*Records from a dataset*.
• • • • • • •

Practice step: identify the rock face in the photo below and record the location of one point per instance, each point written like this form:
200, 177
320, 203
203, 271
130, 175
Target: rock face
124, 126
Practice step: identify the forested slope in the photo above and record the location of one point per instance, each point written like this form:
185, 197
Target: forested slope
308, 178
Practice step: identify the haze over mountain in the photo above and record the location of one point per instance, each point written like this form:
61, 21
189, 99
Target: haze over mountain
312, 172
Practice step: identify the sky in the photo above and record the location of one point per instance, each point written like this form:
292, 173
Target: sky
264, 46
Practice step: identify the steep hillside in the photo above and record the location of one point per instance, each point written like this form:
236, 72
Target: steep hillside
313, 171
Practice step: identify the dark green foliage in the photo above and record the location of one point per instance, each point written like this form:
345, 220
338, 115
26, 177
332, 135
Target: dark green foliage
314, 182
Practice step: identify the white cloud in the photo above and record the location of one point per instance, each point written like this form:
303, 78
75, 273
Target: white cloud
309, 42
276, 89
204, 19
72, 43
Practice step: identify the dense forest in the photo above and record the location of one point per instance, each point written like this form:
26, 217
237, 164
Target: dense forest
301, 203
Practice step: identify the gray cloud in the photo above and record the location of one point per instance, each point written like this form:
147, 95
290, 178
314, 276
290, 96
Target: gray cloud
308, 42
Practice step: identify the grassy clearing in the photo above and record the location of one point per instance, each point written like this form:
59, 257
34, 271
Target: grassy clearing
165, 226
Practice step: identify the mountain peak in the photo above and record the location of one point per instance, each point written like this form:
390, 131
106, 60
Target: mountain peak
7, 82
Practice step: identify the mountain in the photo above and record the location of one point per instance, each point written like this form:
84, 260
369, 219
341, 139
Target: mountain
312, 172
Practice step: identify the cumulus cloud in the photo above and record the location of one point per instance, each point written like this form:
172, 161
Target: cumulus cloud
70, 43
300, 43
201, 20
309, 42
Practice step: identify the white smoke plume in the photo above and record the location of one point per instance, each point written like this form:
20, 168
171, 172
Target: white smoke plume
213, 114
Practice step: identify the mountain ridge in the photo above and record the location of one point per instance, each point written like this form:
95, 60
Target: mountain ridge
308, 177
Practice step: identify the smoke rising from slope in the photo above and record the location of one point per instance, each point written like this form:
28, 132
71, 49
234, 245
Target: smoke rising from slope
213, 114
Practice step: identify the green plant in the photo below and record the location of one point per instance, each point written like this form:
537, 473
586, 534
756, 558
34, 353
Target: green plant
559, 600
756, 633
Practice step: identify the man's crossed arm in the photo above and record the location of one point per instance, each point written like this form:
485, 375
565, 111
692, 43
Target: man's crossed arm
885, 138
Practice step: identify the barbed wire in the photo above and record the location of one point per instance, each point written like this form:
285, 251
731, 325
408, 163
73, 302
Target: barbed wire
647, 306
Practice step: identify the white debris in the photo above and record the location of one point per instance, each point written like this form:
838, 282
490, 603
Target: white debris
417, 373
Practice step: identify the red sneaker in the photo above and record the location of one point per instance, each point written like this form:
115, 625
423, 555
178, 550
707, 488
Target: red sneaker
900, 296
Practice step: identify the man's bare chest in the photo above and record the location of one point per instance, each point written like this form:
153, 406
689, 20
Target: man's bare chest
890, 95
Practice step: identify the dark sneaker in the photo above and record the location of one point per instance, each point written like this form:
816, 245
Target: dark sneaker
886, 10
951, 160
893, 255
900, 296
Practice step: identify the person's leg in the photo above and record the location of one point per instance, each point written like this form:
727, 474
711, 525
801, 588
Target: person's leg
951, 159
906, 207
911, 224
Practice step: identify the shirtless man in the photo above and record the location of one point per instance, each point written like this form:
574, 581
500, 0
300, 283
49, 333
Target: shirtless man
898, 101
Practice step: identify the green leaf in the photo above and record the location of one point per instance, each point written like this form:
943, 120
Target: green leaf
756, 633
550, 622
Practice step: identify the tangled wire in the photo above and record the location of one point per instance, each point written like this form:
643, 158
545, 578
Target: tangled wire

• • • • • • •

Each record must be repeated exactly as it is.

Practice step: identify the rock face in the photo below and record the location of one point per instance, each point written like this form:
200, 177
320, 203
203, 271
130, 175
Target: rock face
124, 126
Practice step: identify the forested slope in the photo above and record the location of one point per instance, each point written like this form:
185, 197
Target: forested slope
308, 178
Practice step: identify the haze over mountain in the photo above and record the location of one point per instance, each point written like this form:
61, 21
189, 99
Target: haze over mountain
312, 172
Practice step: identify the sky in the photo above and record the location of one point per instance, each point written like this form:
292, 173
Target: sky
264, 46
Practice step: identify the steep hillside in the photo above and record the location of one point per instance, each point written like this form:
236, 72
Target: steep hillside
313, 171
Practice step: identify the dark green foliage in the photo above and record the location of one point per instance, each point written like this form:
345, 220
338, 115
26, 177
332, 135
Target: dark green foliage
314, 182
Practice step: identify the white cloud in the photo above and record the location of one point per instance, each point written like this form:
303, 78
75, 273
Target: white cloud
309, 42
276, 89
204, 19
72, 43
Practice step: identify the dense forest in the photo above and record the location of one point per instance, each point written like this form:
26, 217
237, 164
Target: dense forest
301, 203
Practice step: identify the gray cloud in the photo above and record the location of one point per instance, each point written like this form:
147, 95
290, 178
314, 276
290, 96
Target: gray cloud
308, 42
Practice step: identify the grassy clearing in the photo above and record the location of one point per instance, each point written like this form:
59, 257
34, 271
Target: grassy clearing
165, 226
Practice step: identify the mountain peak in the photo above and record the location of one point per instance, each point written like this form:
390, 131
106, 60
Target: mountain peak
7, 82
Practice step: identify the mountain in the photo above and record the location of one point per instance, each point written like this form:
84, 260
369, 219
341, 139
Target: mountain
312, 172
Practice step: identify the cumulus cloud in the photo above and record the location of one point per instance, each point written like this form:
172, 161
Target: cumulus cloud
70, 43
300, 43
201, 20
309, 42
Practice step: identify the white smoke plume in the photo above and record the location of one point per instance, each point written like this form:
20, 168
171, 172
Target: white smoke plume
213, 114
Practice step: identify the mountain ridge in the photo above and record the location of one point per instance, each point written like this form:
95, 60
Target: mountain ridge
308, 177
Practice step: identify the smoke rising from slope in the photo above and record the location of one point per instance, each point written like this form:
28, 132
71, 49
234, 245
Target: smoke rising from slope
213, 114
Practice step: identify the green plant in the photo below and record the location of one point per instance, each point written like this form:
537, 473
586, 534
756, 558
34, 353
Target: green plant
559, 600
756, 633
Practice step: identify the man's crossed arm in the photo above and record the location of one point per instance, each point written like this form:
485, 375
565, 111
692, 43
Target: man's crossed arm
885, 138
Practice step: identify the barbed wire in the photo above and record the location of one point per instance, each point written like this form:
285, 251
731, 325
408, 163
73, 302
Target: barbed wire
647, 306
Practice step: identify the white debris in the photo above and record the location of one point per instance, each point written like this form:
838, 282
490, 603
Target: white debris
417, 373
Practice step: identify the red sneaker in the photo above and record the location of one point per instance, each point written like this form:
115, 625
423, 555
178, 550
707, 488
Target: red sneaker
900, 296
Practice step: identify the man's bare chest in the photo above and record the location of one point per instance, each point written like this form:
153, 406
689, 20
Target: man's bare chest
890, 95
Practice step: identify the dark sneaker in the photo above and record the location of one point per instance, each point written like this form:
816, 245
Target: dark sneaker
886, 10
951, 160
893, 255
900, 296
Practice step: identify the person's leg in the photo above and record the location of one point per instance, each point written like this form:
727, 474
711, 525
801, 588
Target: person's leg
951, 159
906, 207
911, 224
Practice step: identify the shirtless man in the photo above and record the location of one point per instance, each point written like this form:
574, 581
500, 0
300, 283
49, 333
Target: shirtless man
898, 101
Practice step: identify the green leaf in the photo above and record the location of one point per instance, each point written like this form:
943, 120
Target: green leaf
756, 633
550, 622
Practice step: identify the tangled wire in the photo above and record the location of one point per instance, each point written like this form:
643, 158
545, 578
Target: tangled wire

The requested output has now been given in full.